### TASK BRIEF
Report how many of the lines below contain the word "electrical", giving only the number.

### THE DATA
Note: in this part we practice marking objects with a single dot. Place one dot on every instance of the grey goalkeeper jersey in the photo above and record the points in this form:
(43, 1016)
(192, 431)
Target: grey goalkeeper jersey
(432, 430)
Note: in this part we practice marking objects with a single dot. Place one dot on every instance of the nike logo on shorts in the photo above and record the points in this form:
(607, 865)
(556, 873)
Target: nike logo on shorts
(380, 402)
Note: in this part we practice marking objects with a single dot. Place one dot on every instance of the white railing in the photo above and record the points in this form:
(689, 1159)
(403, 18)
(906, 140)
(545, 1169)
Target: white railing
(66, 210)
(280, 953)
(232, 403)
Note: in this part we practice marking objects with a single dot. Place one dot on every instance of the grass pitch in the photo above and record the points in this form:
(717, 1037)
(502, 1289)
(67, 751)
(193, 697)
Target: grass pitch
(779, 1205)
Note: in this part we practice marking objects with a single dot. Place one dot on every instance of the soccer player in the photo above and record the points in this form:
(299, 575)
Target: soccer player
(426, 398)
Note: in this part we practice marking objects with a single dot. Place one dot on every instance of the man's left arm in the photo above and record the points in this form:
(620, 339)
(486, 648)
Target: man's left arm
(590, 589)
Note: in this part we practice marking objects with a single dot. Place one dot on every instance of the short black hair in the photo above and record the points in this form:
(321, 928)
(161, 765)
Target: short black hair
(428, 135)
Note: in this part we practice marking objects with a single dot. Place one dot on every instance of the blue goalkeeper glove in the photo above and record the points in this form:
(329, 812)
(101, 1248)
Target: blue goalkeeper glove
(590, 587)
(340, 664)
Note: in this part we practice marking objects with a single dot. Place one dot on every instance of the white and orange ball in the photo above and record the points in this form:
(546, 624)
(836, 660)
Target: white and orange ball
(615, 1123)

--

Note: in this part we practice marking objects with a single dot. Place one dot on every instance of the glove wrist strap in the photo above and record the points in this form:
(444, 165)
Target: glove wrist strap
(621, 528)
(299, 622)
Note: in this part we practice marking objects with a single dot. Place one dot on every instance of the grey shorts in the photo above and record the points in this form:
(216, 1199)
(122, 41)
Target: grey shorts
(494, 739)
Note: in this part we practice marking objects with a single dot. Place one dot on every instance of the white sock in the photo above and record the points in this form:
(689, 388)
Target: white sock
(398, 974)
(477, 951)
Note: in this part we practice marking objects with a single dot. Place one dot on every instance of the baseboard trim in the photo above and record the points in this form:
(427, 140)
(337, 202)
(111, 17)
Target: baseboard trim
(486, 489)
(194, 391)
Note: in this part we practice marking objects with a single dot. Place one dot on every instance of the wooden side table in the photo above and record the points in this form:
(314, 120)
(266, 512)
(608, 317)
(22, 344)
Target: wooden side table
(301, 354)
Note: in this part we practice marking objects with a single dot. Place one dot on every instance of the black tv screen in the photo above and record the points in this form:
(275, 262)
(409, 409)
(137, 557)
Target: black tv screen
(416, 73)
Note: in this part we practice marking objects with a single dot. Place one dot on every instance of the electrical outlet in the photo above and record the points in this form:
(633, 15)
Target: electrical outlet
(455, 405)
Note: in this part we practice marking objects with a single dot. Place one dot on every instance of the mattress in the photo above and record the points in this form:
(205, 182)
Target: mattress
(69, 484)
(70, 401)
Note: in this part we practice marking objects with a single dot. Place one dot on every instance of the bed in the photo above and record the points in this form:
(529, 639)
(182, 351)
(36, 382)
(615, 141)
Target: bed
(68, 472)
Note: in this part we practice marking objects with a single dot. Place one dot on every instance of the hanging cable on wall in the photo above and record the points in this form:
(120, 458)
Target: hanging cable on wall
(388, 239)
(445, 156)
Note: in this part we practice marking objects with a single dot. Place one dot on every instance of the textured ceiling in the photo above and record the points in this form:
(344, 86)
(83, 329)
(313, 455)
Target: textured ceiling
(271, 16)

---

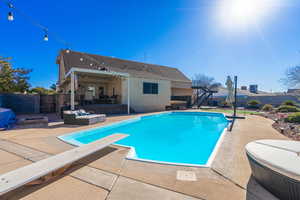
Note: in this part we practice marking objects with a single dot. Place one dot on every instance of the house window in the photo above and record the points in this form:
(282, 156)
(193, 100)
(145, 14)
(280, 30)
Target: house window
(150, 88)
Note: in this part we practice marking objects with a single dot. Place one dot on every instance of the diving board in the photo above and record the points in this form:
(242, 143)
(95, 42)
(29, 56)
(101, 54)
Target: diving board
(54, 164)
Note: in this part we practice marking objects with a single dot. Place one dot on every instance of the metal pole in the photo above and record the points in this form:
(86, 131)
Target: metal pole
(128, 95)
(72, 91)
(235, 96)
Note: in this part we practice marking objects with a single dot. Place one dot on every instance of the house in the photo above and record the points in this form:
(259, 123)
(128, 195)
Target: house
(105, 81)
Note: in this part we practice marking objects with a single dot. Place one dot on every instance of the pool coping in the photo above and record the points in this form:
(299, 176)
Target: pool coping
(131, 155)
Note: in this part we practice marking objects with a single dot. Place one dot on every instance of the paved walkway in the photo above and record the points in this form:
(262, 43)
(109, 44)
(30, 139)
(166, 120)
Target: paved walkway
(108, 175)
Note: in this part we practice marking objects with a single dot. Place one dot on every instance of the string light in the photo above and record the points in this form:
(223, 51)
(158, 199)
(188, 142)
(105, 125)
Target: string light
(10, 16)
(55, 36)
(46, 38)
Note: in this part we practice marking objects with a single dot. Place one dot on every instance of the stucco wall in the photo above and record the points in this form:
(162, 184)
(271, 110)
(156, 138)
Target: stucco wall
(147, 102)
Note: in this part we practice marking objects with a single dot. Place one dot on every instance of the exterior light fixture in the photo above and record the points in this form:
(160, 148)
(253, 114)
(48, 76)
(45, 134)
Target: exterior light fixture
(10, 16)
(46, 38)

### CORRECT ANSWER
2